Annotated photo localization data
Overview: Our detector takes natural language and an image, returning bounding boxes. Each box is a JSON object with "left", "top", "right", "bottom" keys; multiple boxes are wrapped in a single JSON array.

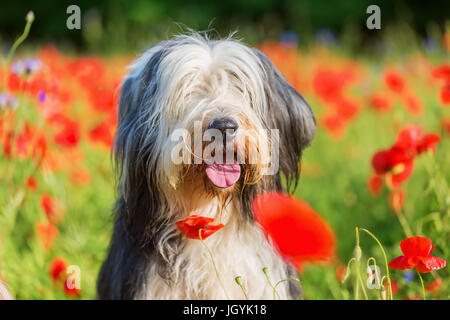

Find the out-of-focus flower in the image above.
[
  {"left": 36, "top": 222, "right": 58, "bottom": 249},
  {"left": 64, "top": 277, "right": 80, "bottom": 297},
  {"left": 37, "top": 90, "right": 46, "bottom": 103},
  {"left": 416, "top": 133, "right": 441, "bottom": 154},
  {"left": 403, "top": 271, "right": 414, "bottom": 283},
  {"left": 49, "top": 114, "right": 81, "bottom": 148},
  {"left": 389, "top": 189, "right": 405, "bottom": 214},
  {"left": 389, "top": 237, "right": 447, "bottom": 273},
  {"left": 11, "top": 58, "right": 42, "bottom": 76},
  {"left": 401, "top": 92, "right": 423, "bottom": 115},
  {"left": 175, "top": 215, "right": 224, "bottom": 240},
  {"left": 336, "top": 265, "right": 346, "bottom": 282},
  {"left": 384, "top": 70, "right": 405, "bottom": 94},
  {"left": 425, "top": 278, "right": 442, "bottom": 292},
  {"left": 26, "top": 176, "right": 38, "bottom": 191},
  {"left": 0, "top": 93, "right": 18, "bottom": 109},
  {"left": 369, "top": 92, "right": 393, "bottom": 112},
  {"left": 439, "top": 82, "right": 450, "bottom": 105},
  {"left": 367, "top": 175, "right": 383, "bottom": 196},
  {"left": 49, "top": 257, "right": 67, "bottom": 281},
  {"left": 41, "top": 194, "right": 65, "bottom": 224},
  {"left": 89, "top": 121, "right": 114, "bottom": 148},
  {"left": 252, "top": 192, "right": 335, "bottom": 270},
  {"left": 71, "top": 168, "right": 92, "bottom": 186},
  {"left": 280, "top": 30, "right": 299, "bottom": 49}
]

> _Problem details_:
The result should be all the records, retyped exactly, with no pictures among them.

> _Task solution_:
Overview: Our detector takes natural language and an image, returning bounding boxes. Each box is a JSON object with "left", "top", "right", "bottom" keys; multiple boxes are wrapped in a single JSON array.


Find the out-of-focus flower in the image above.
[
  {"left": 36, "top": 222, "right": 58, "bottom": 249},
  {"left": 64, "top": 277, "right": 80, "bottom": 297},
  {"left": 37, "top": 90, "right": 46, "bottom": 103},
  {"left": 416, "top": 133, "right": 441, "bottom": 154},
  {"left": 403, "top": 271, "right": 414, "bottom": 283},
  {"left": 49, "top": 114, "right": 81, "bottom": 148},
  {"left": 389, "top": 189, "right": 405, "bottom": 214},
  {"left": 389, "top": 237, "right": 447, "bottom": 273},
  {"left": 11, "top": 58, "right": 42, "bottom": 76},
  {"left": 401, "top": 92, "right": 423, "bottom": 115},
  {"left": 175, "top": 215, "right": 224, "bottom": 240},
  {"left": 336, "top": 265, "right": 346, "bottom": 282},
  {"left": 384, "top": 70, "right": 405, "bottom": 94},
  {"left": 425, "top": 278, "right": 442, "bottom": 292},
  {"left": 26, "top": 176, "right": 38, "bottom": 191},
  {"left": 0, "top": 93, "right": 18, "bottom": 109},
  {"left": 369, "top": 92, "right": 393, "bottom": 112},
  {"left": 439, "top": 82, "right": 450, "bottom": 105},
  {"left": 367, "top": 175, "right": 383, "bottom": 196},
  {"left": 49, "top": 257, "right": 67, "bottom": 281},
  {"left": 41, "top": 194, "right": 65, "bottom": 224},
  {"left": 89, "top": 121, "right": 114, "bottom": 148},
  {"left": 252, "top": 192, "right": 335, "bottom": 270},
  {"left": 71, "top": 168, "right": 92, "bottom": 186},
  {"left": 280, "top": 30, "right": 299, "bottom": 49}
]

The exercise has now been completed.